| TASK BRIEF |
Rewrite the entries, starting at the first one and ending at the line containing "column 282, row 346", with "gorge wall" replaced by "canyon wall" and nothing else changed. Give only those lines.

| EXTRACTED ENTRIES |
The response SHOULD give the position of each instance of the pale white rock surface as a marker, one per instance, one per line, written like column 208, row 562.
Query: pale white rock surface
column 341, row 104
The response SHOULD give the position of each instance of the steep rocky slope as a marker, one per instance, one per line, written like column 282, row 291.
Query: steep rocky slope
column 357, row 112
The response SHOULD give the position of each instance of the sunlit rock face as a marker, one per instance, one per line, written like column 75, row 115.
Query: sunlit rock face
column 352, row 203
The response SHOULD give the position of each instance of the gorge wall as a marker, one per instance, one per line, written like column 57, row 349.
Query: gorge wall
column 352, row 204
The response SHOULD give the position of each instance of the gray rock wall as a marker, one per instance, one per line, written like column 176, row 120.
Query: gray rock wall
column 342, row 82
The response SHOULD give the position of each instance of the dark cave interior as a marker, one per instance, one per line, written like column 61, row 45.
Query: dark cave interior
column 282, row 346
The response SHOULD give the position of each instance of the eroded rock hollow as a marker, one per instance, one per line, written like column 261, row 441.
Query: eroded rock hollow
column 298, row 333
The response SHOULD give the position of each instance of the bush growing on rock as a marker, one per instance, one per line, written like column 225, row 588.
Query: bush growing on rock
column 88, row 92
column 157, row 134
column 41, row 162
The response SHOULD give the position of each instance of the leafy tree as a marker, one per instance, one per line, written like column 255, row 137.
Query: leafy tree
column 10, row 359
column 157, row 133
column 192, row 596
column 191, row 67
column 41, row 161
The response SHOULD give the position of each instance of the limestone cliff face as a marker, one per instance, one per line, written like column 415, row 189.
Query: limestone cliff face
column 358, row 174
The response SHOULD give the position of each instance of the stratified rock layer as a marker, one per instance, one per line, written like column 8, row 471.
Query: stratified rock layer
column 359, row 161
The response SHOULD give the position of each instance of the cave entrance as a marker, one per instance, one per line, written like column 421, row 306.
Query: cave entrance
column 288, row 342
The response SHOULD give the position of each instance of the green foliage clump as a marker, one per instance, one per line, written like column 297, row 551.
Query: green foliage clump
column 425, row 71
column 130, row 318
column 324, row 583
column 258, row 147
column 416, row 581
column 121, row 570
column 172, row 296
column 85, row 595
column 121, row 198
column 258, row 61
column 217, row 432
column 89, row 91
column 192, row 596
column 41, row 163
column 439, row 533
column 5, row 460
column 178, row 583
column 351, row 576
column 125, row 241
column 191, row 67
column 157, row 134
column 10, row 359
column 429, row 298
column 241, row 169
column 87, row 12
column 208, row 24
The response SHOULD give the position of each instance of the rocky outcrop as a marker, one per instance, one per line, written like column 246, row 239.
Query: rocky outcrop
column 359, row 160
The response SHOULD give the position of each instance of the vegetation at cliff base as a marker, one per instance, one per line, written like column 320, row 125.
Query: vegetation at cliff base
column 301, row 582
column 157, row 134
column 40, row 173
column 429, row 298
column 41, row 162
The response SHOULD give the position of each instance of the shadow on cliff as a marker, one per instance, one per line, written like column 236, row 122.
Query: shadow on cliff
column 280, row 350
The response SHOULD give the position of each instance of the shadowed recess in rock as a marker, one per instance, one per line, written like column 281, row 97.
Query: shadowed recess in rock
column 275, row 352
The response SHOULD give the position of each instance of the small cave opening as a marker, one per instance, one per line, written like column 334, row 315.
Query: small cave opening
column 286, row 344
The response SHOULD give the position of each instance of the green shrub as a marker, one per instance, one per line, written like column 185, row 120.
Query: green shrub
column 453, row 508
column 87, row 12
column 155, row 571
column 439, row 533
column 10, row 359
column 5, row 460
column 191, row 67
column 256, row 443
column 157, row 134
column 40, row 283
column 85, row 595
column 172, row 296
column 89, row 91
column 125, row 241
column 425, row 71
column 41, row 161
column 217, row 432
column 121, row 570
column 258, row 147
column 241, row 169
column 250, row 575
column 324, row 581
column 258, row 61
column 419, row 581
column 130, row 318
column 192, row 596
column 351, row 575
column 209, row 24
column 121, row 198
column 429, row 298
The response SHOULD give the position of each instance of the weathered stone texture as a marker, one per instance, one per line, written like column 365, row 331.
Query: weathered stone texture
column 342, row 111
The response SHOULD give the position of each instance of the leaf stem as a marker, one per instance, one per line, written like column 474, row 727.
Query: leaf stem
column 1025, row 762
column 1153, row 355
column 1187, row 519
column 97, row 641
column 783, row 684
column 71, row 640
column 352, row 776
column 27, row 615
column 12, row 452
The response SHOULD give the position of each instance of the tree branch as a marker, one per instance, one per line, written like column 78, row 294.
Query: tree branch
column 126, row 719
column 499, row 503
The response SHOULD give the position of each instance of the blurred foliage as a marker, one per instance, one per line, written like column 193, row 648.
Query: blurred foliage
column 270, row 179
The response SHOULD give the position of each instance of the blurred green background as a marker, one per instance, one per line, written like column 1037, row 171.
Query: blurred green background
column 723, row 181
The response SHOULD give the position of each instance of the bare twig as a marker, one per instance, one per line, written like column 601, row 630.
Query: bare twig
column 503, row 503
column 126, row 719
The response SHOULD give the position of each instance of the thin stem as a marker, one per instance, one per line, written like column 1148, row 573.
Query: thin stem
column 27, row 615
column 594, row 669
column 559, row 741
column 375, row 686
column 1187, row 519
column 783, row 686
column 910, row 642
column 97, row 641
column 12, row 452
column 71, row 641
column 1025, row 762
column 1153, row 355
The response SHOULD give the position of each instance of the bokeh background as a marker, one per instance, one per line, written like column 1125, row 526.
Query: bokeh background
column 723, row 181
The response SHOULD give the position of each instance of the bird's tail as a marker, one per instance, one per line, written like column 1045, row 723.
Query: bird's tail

| RESULT |
The response SHOULD give the position of each instance of the pale white rock surface as a marker, one per instance, one per line, written like column 208, row 562.
Query: pale white rock surface
column 341, row 104
The response SHOULD give the position of each instance of the steep rocky slope as a marker, one per instance, one per line, written like column 282, row 291.
Query: steep rocky slope
column 357, row 112
The response SHOULD give the position of each instance of the sunlit rock face as a marker, one per instance, one per line, written like column 75, row 115.
Query: sunlit rock face
column 352, row 203
The response SHOULD give the position of each instance of the canyon wall as a marker, one per instance, one per line, written like column 57, row 349.
Query: canyon wall
column 352, row 204
The response SHOULD give the position of each instance of the gray rock wall as a marker, one per instance, one per line, written like column 176, row 120.
Query: gray rock wall
column 342, row 82
The response SHOULD give the position of each instance of the dark cave interior as a marker, one per instance, one per line, written like column 61, row 45.
Query: dark cave interior
column 282, row 346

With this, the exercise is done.